Stephen Edward Comerford (left) like a cut-out figure at a waterfall, and John Ruskin (right) in the well-known portrait by John Everett Millais (Photomontage: Patrick Comerford)
Patrick Comerford
When my grandfather, Stephen Edward Comerford, was young and successful, he had his portrait taken in a way that presented him as a young Victorian man with confidence looking forward to the future.
I had always imagined that the photograph was taken in a photographer’s studio, but with the intent of creating the impression of an ideal rustic background, with a cascading waterfall, rocks, rich vegetation, and a clearing in a former thicket.
Stephen is dressed in a three-piece suit and wing-collar shirt, holding a walking cane in one hand and a hat in the other. But his shoes are well-made and highly-polished, so this is clearly a studio scene rather than a setting at the Powerscourt Waterfall near Enniskerry, Co Wicklow, or at a waterfall in Killarney, Co Kerry. It is certainly not in the Scottish Highlands.

**Supplied information**
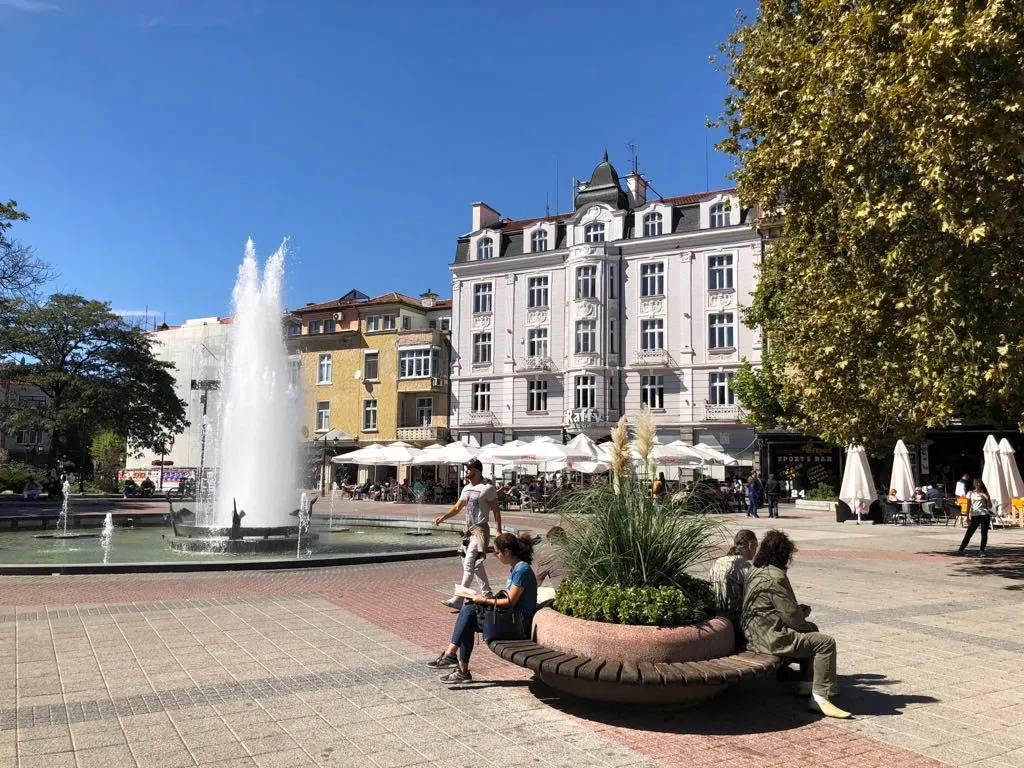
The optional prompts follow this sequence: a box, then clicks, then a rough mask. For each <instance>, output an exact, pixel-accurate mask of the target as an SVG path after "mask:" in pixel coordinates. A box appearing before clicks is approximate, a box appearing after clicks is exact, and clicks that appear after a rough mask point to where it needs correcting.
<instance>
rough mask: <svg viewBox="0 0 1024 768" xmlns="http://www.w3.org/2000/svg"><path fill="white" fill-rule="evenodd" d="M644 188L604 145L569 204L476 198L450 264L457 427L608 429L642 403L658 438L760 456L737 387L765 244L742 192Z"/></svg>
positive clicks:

**Work instructions**
Reproduce the passage on Stephen Edward Comerford's portrait above word for word, from "I had always" to "a former thicket.".

**Answer section**
I had always imagined that the photograph was taken in a photographer’s studio, but with the intent of creating the impression of an ideal rustic background, with a cascading waterfall, rocks, rich vegetation, and a clearing in a former thicket.